• _Prompt_
Reproduce the records below exactly as given.

[Start Input rows]

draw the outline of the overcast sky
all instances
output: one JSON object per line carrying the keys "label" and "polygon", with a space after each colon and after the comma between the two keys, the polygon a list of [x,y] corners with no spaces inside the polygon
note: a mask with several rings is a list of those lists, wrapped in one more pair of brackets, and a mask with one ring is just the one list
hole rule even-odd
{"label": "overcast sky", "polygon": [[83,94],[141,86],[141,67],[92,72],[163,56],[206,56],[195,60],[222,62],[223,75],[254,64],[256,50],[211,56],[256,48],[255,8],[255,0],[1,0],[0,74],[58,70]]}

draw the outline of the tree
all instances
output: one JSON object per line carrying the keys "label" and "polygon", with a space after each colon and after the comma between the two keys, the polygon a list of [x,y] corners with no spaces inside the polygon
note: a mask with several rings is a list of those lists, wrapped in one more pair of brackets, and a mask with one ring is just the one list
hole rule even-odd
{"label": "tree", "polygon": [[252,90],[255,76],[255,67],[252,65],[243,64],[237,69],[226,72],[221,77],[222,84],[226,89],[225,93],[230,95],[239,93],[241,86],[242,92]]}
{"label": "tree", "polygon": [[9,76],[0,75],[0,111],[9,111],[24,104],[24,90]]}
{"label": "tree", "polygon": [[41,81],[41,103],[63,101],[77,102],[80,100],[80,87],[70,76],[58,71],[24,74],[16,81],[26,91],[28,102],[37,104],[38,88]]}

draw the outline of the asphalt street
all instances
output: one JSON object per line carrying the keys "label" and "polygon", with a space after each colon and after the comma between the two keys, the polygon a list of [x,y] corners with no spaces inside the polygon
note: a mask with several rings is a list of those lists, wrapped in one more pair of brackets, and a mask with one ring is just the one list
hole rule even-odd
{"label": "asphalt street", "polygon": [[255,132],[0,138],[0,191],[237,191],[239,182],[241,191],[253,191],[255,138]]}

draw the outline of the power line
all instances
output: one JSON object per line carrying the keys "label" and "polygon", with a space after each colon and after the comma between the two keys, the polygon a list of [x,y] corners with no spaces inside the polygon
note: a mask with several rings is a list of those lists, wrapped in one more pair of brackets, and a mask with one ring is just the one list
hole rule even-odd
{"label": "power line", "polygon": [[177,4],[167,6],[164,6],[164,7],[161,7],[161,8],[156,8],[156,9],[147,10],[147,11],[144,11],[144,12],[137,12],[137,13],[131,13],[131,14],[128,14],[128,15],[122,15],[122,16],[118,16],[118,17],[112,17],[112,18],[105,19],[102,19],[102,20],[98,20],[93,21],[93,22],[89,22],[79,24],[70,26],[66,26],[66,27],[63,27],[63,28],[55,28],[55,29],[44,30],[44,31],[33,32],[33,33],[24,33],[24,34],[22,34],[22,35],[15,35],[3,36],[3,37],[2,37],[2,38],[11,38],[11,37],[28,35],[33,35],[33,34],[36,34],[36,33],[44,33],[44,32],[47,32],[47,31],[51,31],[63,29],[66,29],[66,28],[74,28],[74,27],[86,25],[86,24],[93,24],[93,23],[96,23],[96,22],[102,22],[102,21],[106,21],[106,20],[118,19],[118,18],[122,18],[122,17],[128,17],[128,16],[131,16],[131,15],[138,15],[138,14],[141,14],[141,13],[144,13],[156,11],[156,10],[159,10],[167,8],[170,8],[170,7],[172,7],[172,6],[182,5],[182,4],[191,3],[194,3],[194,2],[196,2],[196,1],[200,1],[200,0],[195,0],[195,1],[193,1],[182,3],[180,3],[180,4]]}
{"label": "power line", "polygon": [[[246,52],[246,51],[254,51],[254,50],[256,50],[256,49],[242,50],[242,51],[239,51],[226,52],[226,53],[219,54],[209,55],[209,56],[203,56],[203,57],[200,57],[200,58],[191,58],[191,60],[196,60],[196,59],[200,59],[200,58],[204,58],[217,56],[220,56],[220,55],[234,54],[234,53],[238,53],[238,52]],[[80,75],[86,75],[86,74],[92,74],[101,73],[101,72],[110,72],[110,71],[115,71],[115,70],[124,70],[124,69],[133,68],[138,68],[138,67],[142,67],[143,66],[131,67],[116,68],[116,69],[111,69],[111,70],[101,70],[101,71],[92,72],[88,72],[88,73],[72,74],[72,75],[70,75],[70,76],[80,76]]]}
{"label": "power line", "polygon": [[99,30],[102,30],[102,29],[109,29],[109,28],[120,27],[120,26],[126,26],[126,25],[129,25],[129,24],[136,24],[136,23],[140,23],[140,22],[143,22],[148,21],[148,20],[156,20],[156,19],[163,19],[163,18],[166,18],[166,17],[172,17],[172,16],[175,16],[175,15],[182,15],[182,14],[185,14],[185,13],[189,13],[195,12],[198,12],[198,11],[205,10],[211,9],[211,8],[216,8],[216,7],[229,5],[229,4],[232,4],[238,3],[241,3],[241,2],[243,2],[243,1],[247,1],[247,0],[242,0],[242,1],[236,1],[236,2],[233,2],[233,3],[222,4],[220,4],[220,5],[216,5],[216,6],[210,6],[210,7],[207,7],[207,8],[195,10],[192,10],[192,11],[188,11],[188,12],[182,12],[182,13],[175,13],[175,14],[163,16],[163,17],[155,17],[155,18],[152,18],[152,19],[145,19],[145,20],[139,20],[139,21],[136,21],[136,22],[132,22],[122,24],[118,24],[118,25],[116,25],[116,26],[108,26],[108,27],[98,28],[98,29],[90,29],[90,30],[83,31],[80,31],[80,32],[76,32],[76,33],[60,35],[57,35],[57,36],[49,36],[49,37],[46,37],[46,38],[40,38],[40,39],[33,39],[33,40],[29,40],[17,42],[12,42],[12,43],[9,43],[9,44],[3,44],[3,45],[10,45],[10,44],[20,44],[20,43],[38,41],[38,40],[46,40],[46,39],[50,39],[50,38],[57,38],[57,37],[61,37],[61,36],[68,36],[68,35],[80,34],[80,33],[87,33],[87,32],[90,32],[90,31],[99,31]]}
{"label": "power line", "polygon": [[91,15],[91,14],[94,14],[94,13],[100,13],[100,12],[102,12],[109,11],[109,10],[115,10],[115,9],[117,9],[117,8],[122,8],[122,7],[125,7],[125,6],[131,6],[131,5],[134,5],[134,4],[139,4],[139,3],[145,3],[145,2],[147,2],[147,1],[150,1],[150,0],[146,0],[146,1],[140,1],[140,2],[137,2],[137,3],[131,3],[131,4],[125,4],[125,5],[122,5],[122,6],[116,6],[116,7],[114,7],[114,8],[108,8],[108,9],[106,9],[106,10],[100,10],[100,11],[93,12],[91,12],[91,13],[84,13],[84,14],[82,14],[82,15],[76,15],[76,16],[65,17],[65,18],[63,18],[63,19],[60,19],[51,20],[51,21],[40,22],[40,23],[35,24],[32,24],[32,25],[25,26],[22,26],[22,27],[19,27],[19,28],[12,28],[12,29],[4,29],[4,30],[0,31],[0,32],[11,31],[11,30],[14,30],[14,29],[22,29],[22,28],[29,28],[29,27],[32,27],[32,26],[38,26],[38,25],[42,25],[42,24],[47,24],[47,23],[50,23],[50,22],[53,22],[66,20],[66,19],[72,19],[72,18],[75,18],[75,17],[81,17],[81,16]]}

[End Input rows]

• _Task solution_
draw the outline of the overcast sky
all instances
output: one JSON object per line carrying the keys "label" and "polygon", with a space after each colon and after the comma between the two keys, the polygon a list of [x,y] corners with no spaces inside the polygon
note: a mask with several rings is a list of those lists, wrapped in one more pair of brackets, and a mask with one ring is just the one list
hole rule even-odd
{"label": "overcast sky", "polygon": [[83,94],[141,86],[141,67],[92,72],[163,56],[206,56],[195,60],[222,62],[223,75],[254,64],[256,50],[211,56],[256,48],[255,8],[255,0],[1,0],[0,74],[58,70]]}

draw the outline of the tree
all instances
output: one JSON object per line carrying the keys "label" and "polygon", with a space after each colon and after the comma between the two keys, the polygon a list of [x,y] corners with no spaces inside the polygon
note: a mask with several rings is a list of those lists, wrapped in one more pair of brackets, and a mask with one ring is just the one list
hole rule even-odd
{"label": "tree", "polygon": [[252,90],[255,76],[255,67],[252,65],[243,64],[237,69],[226,72],[221,77],[222,84],[226,89],[225,93],[230,95],[239,93],[241,86],[242,92]]}
{"label": "tree", "polygon": [[9,76],[0,75],[0,111],[9,111],[24,104],[24,90]]}
{"label": "tree", "polygon": [[41,81],[41,103],[63,101],[77,102],[80,100],[80,87],[70,76],[58,71],[24,74],[16,81],[26,91],[28,102],[37,104],[38,88]]}

draw the outline of the asphalt street
all instances
output: one JSON object per line carrying the keys "label" and "polygon", with a space after each colon and after the comma between the two keys, the polygon a list of [x,y] corners with no spaces inside the polygon
note: a mask with several rings is a list of those lists, wrapped in one more pair of brackets, and a mask with one ring is just the one list
hole rule even-odd
{"label": "asphalt street", "polygon": [[255,132],[0,138],[0,191],[237,191],[239,182],[241,191],[253,191],[255,138]]}

draw the outline of the power line
all instances
output: one JSON object per line carrying the keys "label" and "polygon", with a space after each colon and after the comma between the two keys, the polygon a list of [x,y] corners with no spaces inside the polygon
note: a mask with several rings is a list of those lists, wrapped in one more pair of brackets, and a mask with one ring is just the one list
hole rule even-odd
{"label": "power line", "polygon": [[177,4],[167,6],[164,6],[164,7],[161,7],[161,8],[156,8],[156,9],[147,10],[147,11],[144,11],[144,12],[137,12],[137,13],[131,13],[131,14],[128,14],[128,15],[122,15],[122,16],[118,16],[118,17],[112,17],[112,18],[105,19],[102,19],[102,20],[98,20],[93,21],[93,22],[89,22],[79,24],[70,26],[66,26],[66,27],[63,27],[63,28],[55,28],[55,29],[44,30],[44,31],[33,32],[33,33],[24,33],[24,34],[22,34],[22,35],[15,35],[3,36],[3,37],[2,37],[2,38],[11,38],[11,37],[28,35],[33,35],[33,34],[36,34],[36,33],[44,33],[44,32],[47,32],[47,31],[51,31],[63,29],[66,29],[66,28],[74,28],[74,27],[86,25],[86,24],[93,24],[93,23],[96,23],[96,22],[102,22],[102,21],[106,21],[106,20],[118,19],[118,18],[122,18],[122,17],[128,17],[128,16],[131,16],[131,15],[138,15],[138,14],[141,14],[141,13],[144,13],[156,11],[156,10],[159,10],[167,8],[170,8],[170,7],[172,7],[172,6],[182,5],[182,4],[191,3],[194,3],[194,2],[196,2],[196,1],[200,1],[200,0],[195,0],[195,1],[193,1],[182,3],[180,3],[180,4]]}
{"label": "power line", "polygon": [[[246,52],[246,51],[254,51],[254,50],[256,50],[256,49],[242,50],[242,51],[239,51],[226,52],[226,53],[219,54],[209,55],[209,56],[203,56],[203,57],[200,57],[200,58],[191,58],[191,60],[196,60],[196,59],[200,59],[200,58],[204,58],[217,56],[220,56],[220,55],[234,54],[234,53],[238,53],[238,52]],[[80,75],[86,75],[86,74],[92,74],[101,73],[101,72],[110,72],[110,71],[115,71],[115,70],[124,70],[124,69],[133,68],[138,68],[138,67],[142,67],[143,66],[131,67],[116,68],[116,69],[111,69],[111,70],[101,70],[101,71],[92,72],[88,72],[88,73],[72,74],[72,75],[70,75],[70,76],[80,76]]]}
{"label": "power line", "polygon": [[99,30],[102,30],[102,29],[109,29],[109,28],[120,27],[120,26],[126,26],[126,25],[129,25],[129,24],[136,24],[136,23],[140,23],[140,22],[143,22],[148,21],[148,20],[156,20],[156,19],[163,19],[163,18],[166,18],[166,17],[172,17],[172,16],[175,16],[175,15],[182,15],[182,14],[185,14],[185,13],[189,13],[195,12],[198,12],[198,11],[205,10],[211,9],[211,8],[216,8],[216,7],[229,5],[229,4],[232,4],[238,3],[241,3],[241,2],[243,2],[243,1],[247,1],[247,0],[242,0],[242,1],[236,1],[236,2],[233,2],[233,3],[222,4],[220,4],[220,5],[216,5],[216,6],[210,6],[210,7],[207,7],[207,8],[195,10],[192,10],[192,11],[188,11],[188,12],[182,12],[182,13],[175,13],[175,14],[163,16],[163,17],[155,17],[155,18],[152,18],[152,19],[145,19],[145,20],[139,20],[139,21],[136,21],[136,22],[132,22],[122,24],[118,24],[118,25],[116,25],[116,26],[108,26],[108,27],[98,28],[98,29],[90,29],[90,30],[83,31],[80,31],[80,32],[76,32],[76,33],[60,35],[57,35],[57,36],[49,36],[49,37],[46,37],[46,38],[40,38],[40,39],[33,39],[33,40],[29,40],[17,42],[12,42],[12,43],[9,43],[9,44],[3,44],[3,45],[10,45],[10,44],[20,44],[20,43],[38,41],[38,40],[46,40],[46,39],[50,39],[50,38],[57,38],[57,37],[61,37],[61,36],[68,36],[68,35],[80,34],[80,33],[87,33],[87,32],[90,32],[90,31],[99,31]]}
{"label": "power line", "polygon": [[91,15],[91,14],[94,14],[94,13],[100,13],[100,12],[102,12],[109,11],[109,10],[115,10],[115,9],[117,9],[117,8],[122,8],[122,7],[125,7],[125,6],[131,6],[131,5],[134,5],[134,4],[139,4],[139,3],[145,3],[145,2],[147,2],[147,1],[150,1],[150,0],[146,0],[146,1],[140,1],[140,2],[137,2],[137,3],[131,3],[131,4],[125,4],[125,5],[122,5],[122,6],[116,6],[116,7],[114,7],[114,8],[108,8],[108,9],[106,9],[106,10],[100,10],[100,11],[93,12],[91,12],[91,13],[84,13],[84,14],[82,14],[82,15],[76,15],[76,16],[65,17],[65,18],[63,18],[63,19],[60,19],[51,20],[51,21],[40,22],[40,23],[35,24],[32,24],[32,25],[25,26],[22,26],[22,27],[19,27],[19,28],[12,28],[12,29],[4,29],[4,30],[0,31],[0,32],[11,31],[11,30],[14,30],[14,29],[22,29],[22,28],[29,28],[29,27],[32,27],[32,26],[38,26],[38,25],[42,25],[42,24],[47,24],[47,23],[50,23],[50,22],[53,22],[66,20],[66,19],[72,19],[72,18],[75,18],[75,17],[81,17],[81,16]]}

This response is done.